▶ [Task requirements]:
Reproduce the following rows word for word, everything from the line containing "Tag the blurred" down to the line containing "(429, 1033)", with both of those lines included.

▶ [Information given]:
────────

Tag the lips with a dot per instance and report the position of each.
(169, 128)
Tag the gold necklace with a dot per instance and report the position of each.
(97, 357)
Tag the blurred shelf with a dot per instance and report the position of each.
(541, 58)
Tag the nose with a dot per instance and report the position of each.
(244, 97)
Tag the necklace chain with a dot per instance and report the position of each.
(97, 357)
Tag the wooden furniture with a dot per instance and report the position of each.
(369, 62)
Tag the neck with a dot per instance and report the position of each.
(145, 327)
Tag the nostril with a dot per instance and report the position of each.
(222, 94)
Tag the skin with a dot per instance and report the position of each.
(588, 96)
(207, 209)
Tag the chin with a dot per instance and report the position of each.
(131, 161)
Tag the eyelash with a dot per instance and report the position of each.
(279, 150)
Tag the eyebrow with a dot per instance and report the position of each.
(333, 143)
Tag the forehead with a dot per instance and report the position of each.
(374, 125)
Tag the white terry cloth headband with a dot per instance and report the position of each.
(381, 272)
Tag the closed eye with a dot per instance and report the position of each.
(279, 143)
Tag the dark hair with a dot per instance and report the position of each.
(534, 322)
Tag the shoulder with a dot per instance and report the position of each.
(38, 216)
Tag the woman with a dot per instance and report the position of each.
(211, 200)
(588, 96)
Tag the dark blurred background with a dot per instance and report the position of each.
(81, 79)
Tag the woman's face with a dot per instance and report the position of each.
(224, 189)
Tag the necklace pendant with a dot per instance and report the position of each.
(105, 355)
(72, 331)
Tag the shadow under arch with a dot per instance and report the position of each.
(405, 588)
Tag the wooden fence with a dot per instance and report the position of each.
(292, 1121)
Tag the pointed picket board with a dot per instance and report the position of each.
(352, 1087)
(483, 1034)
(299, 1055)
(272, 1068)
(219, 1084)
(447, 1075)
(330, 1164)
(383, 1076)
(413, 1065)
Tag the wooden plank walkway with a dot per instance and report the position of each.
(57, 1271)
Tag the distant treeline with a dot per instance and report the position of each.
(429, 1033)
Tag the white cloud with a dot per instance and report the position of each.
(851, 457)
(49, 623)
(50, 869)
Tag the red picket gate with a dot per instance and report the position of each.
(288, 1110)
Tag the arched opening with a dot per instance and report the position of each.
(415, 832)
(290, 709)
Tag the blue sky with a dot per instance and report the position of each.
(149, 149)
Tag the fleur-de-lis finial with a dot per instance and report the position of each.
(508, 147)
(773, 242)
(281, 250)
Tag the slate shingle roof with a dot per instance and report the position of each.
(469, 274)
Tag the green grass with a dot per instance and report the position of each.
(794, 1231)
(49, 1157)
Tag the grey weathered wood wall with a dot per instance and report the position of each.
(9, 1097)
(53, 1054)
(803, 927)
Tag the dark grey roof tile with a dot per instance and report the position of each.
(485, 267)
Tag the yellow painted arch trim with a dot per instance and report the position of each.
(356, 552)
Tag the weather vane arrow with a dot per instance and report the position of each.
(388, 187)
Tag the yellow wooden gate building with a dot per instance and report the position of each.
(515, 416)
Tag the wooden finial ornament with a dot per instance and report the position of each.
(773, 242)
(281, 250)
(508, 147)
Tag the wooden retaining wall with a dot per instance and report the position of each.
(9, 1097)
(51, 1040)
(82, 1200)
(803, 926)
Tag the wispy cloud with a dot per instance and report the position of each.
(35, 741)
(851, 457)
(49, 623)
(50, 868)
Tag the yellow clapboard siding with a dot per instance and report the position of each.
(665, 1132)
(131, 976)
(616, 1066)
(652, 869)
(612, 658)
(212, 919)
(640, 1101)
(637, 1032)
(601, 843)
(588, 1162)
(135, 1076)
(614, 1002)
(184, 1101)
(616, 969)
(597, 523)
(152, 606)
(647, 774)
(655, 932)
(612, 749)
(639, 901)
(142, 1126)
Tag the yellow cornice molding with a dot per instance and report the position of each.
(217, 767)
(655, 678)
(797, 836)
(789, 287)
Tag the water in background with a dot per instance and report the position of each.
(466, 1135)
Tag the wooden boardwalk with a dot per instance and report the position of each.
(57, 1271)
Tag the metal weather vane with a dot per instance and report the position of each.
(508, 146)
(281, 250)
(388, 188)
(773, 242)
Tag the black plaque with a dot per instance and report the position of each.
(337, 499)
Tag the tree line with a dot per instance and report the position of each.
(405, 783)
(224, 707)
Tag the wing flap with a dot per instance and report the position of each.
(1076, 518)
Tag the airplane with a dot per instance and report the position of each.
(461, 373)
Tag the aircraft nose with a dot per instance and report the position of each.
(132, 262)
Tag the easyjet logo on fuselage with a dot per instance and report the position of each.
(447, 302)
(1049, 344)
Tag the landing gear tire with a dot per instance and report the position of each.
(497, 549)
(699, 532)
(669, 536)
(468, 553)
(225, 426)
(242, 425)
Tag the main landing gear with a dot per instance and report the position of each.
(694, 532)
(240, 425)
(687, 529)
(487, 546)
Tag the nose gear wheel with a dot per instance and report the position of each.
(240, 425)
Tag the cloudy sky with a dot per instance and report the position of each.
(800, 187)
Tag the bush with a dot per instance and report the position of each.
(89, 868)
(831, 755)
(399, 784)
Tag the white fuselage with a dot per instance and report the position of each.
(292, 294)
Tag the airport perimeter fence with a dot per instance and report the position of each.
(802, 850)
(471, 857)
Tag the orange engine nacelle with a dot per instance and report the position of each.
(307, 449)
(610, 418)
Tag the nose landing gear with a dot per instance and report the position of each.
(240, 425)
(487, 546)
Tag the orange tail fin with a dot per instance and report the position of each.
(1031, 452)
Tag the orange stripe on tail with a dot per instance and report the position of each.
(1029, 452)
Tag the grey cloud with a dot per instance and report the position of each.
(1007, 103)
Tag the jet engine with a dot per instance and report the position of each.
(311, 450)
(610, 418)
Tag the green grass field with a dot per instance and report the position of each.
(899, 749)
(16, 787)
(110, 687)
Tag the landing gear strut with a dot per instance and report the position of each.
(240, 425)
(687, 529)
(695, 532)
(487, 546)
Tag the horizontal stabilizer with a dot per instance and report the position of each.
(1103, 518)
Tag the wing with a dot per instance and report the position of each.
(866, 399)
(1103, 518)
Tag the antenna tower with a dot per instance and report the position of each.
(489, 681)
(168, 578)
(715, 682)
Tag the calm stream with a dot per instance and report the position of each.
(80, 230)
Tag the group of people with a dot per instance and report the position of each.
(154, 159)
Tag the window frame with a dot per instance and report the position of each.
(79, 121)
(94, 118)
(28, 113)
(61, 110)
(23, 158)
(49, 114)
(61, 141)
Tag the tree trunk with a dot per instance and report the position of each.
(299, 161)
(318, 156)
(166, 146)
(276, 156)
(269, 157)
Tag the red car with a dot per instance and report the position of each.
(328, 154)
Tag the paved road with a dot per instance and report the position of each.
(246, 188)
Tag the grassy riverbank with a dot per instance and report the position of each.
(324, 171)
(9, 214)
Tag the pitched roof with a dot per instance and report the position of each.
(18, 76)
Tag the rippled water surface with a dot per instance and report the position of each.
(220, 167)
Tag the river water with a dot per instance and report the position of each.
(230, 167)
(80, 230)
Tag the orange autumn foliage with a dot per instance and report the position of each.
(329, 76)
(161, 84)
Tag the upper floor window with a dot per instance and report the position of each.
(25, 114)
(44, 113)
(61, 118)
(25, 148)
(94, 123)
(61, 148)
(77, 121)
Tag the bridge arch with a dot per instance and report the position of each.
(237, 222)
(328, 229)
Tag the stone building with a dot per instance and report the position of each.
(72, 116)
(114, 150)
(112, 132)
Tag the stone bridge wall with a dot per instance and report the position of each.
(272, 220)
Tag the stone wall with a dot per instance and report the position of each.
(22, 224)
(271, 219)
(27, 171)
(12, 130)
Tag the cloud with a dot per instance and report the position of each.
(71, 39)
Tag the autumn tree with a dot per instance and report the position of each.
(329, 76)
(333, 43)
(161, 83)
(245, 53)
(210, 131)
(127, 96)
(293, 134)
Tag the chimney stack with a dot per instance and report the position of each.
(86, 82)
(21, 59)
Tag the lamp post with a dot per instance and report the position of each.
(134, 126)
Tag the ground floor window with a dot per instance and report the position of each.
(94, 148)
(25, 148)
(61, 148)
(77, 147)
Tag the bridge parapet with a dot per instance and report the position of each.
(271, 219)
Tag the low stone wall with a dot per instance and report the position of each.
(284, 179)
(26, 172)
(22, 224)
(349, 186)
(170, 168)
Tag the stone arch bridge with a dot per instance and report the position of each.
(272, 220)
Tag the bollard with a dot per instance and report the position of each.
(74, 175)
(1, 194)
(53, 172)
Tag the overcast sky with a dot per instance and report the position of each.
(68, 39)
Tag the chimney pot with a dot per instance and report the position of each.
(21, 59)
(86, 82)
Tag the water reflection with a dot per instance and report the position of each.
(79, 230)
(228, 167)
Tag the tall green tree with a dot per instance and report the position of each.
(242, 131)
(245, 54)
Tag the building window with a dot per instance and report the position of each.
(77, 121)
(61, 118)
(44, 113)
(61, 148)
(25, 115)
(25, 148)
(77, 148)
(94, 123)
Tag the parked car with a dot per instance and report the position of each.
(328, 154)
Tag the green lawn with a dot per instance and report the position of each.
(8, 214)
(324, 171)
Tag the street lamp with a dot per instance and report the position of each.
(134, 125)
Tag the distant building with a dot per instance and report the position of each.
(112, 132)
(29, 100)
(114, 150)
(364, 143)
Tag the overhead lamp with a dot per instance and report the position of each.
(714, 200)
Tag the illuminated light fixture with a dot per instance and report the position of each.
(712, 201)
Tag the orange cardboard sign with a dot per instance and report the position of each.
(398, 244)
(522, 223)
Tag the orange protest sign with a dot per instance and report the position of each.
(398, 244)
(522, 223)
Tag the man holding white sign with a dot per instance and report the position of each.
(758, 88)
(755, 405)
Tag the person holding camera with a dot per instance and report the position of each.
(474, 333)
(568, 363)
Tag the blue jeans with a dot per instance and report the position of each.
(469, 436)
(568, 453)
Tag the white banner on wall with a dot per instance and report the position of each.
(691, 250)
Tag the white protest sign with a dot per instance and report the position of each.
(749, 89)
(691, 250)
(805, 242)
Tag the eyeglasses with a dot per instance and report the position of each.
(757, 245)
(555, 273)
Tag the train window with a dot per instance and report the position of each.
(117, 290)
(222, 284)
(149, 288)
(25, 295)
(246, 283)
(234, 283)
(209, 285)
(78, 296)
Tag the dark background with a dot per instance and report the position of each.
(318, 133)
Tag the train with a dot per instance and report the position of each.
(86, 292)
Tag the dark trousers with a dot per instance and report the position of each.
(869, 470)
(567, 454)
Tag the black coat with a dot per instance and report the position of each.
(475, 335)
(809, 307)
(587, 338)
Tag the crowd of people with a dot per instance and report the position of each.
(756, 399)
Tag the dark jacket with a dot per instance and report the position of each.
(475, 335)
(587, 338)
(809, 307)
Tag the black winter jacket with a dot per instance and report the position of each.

────────

▶ [Reply to the task]:
Tag the blurred shelf with a dot per instance and report the position of each.
(541, 58)
Tag the nose with a dot per instance and report the position of each.
(244, 97)
Tag the necklace chain with a dot per instance and report the position of each.
(97, 357)
Tag the wooden furniture with a dot per instance and report the position of each.
(369, 62)
Tag the neck with a dot per instance and report the position of each.
(145, 327)
Tag the nostril with a dot per instance and report the position of each.
(222, 94)
Tag the skin with a dot per instance and report the position of each.
(588, 96)
(207, 209)
Tag the chin with a dot per instance and report the position of each.
(131, 161)
Tag the eyelash with a dot per instance and report the position of each.
(279, 150)
Tag the eyebrow with a dot per instance and report the position of each.
(333, 143)
Tag the forehead with a dot per instance and report the position of each.
(374, 125)
Tag the white terry cloth headband with a dot per instance and report the position of each.
(381, 272)
Tag the closed eye with a dot per instance and report the position of each.
(279, 143)
Tag the dark hair with a dot per instance and report the position of each.
(534, 322)
Tag the shoulder with a dot per instance and report the position of each.
(38, 216)
Tag the woman with a dot per instance and report the position of each.
(211, 200)
(588, 96)
Tag the dark blurred background with a dot per instance and report the position of each.
(81, 79)
Tag the woman's face with a dot per instance and report the position of each.
(224, 189)
Tag the necklace pendant with a dot per instance and report the position of each.
(105, 355)
(72, 331)
Tag the shadow under arch with a dot per instance and report the position of each.
(405, 588)
Tag the wooden fence with a dot per instance and report the position of each.
(292, 1121)
Tag the pointed picket board with a dot per instance and report the position of each.
(352, 1087)
(483, 1034)
(299, 1055)
(272, 1068)
(219, 1084)
(447, 1075)
(330, 1164)
(383, 1076)
(413, 1065)
Tag the wooden plank walkway with a dot per instance and report the position of each.
(57, 1271)
Tag the distant treeline with a dot per instance and report the position of each.
(429, 1033)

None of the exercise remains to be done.